• Exercise brief
Reproduce each entry exactly as it reads. Leave the images out.

━━━━━━━━━━━━━━━━━━━━━━━━━━━━━━

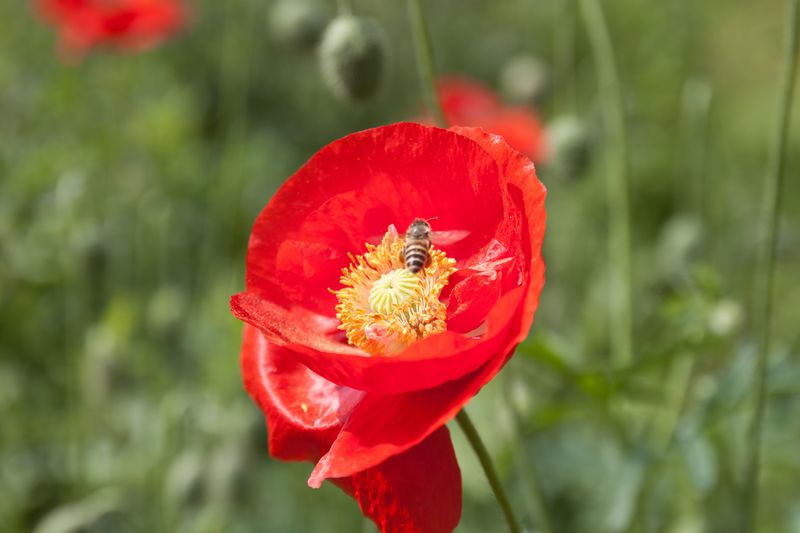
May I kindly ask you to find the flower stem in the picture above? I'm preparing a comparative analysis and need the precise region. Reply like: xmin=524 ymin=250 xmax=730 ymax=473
xmin=742 ymin=0 xmax=800 ymax=530
xmin=456 ymin=410 xmax=521 ymax=533
xmin=578 ymin=0 xmax=633 ymax=367
xmin=406 ymin=0 xmax=446 ymax=126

━━━━━━━━━━━━━━━━━━━━━━━━━━━━━━

• Solution to this task
May I kindly ask you to find the flower stem in the picture above? I'm preparing a comparative analysis and need the precise region. Reply like: xmin=524 ymin=250 xmax=730 ymax=473
xmin=742 ymin=0 xmax=800 ymax=530
xmin=456 ymin=410 xmax=521 ymax=533
xmin=578 ymin=0 xmax=633 ymax=367
xmin=406 ymin=0 xmax=446 ymax=126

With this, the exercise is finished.